▶ **Deine Aufgabe**: Ändere die folgenden Zeilen so, dass überall „belt“ durch „strap“ ersetzt ist, und gib sie sonst unverändert wieder. Lass die Bilder dabei weg.

▶ **Ausgelesene Zeilen**:
-- -- --

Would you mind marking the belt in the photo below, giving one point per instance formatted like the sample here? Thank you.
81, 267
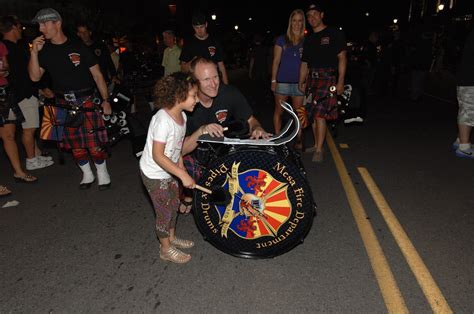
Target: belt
75, 94
321, 73
3, 90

-- -- --

▶ **Ergebnis der Aufgabe**:
Would you mind marking the strap in the photo below, giving one point per instance formatted like the sample here? Thank you.
81, 267
Target: strap
75, 94
321, 73
3, 90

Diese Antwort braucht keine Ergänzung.